* _WHAT THE EXERCISE ASKS_
Tally the lines in the records below that contain the string "hind", treating case as significant, and give only the number.

* _EXERCISE MATERIAL_
****************************************

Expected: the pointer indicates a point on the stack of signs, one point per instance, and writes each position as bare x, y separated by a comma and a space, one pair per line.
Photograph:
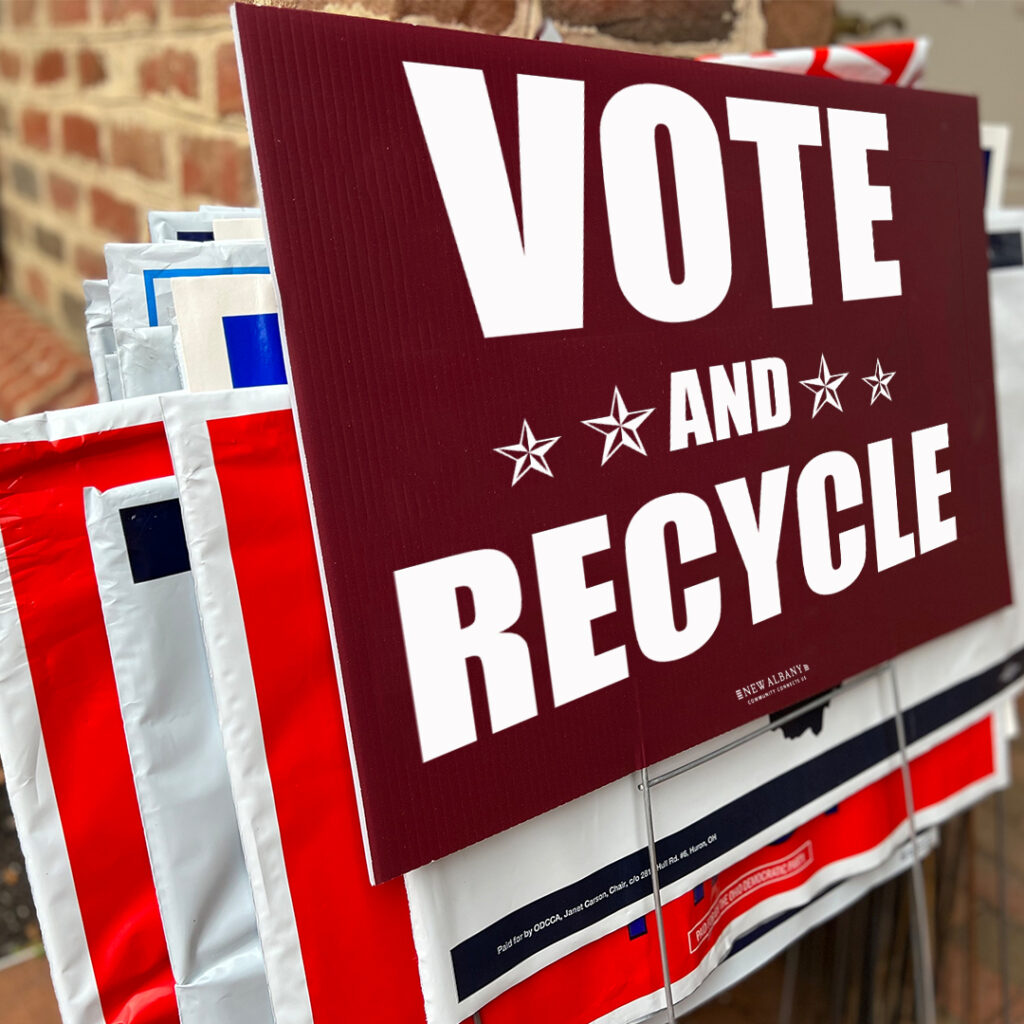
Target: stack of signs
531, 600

****************************************

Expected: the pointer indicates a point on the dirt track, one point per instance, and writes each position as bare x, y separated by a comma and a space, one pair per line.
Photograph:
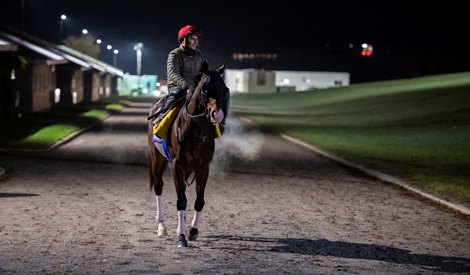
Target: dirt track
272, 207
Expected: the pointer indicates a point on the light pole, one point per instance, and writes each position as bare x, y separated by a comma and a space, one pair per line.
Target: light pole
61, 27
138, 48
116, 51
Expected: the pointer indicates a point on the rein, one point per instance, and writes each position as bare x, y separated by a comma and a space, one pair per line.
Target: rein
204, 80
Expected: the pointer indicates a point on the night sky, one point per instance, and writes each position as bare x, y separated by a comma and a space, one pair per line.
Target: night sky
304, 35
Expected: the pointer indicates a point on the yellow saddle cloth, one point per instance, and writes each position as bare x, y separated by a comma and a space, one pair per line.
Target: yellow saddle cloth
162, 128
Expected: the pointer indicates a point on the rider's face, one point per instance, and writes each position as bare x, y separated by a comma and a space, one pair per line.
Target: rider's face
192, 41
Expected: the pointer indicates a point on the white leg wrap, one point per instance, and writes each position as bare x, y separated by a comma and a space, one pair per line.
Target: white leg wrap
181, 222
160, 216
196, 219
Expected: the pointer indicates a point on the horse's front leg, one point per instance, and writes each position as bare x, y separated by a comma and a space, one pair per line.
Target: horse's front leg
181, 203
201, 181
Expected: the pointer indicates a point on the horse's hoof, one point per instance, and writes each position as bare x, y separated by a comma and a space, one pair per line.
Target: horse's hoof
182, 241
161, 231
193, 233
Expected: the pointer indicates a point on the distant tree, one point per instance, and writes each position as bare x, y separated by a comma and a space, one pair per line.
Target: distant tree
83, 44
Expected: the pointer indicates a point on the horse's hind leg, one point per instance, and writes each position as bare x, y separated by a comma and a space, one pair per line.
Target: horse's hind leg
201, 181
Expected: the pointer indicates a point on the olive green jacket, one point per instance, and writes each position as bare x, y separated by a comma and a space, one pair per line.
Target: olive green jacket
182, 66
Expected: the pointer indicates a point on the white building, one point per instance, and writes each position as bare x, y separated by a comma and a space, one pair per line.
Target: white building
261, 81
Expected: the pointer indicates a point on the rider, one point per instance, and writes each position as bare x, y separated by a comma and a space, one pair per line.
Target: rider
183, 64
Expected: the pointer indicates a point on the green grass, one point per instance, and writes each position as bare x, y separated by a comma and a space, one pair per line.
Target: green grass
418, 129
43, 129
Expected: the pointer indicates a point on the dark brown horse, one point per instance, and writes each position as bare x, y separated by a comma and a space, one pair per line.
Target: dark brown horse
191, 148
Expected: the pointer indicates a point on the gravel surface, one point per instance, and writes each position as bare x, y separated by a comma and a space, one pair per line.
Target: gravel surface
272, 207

****************************************

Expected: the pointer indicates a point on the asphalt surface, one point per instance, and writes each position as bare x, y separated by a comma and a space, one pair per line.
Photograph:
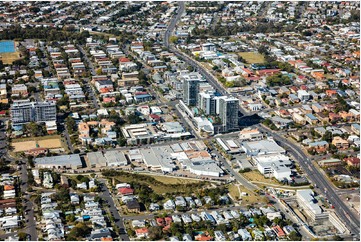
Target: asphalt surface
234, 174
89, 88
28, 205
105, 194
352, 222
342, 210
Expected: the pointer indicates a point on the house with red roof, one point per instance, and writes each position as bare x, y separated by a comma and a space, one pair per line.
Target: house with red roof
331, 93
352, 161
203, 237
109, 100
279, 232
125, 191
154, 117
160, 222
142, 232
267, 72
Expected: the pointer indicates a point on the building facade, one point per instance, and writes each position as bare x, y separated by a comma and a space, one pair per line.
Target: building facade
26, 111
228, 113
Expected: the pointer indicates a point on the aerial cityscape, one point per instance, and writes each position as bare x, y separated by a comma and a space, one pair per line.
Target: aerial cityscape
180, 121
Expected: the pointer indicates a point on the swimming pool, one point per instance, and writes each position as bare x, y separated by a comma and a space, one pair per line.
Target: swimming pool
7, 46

****************************************

* _EXERCISE SOLUTION_
2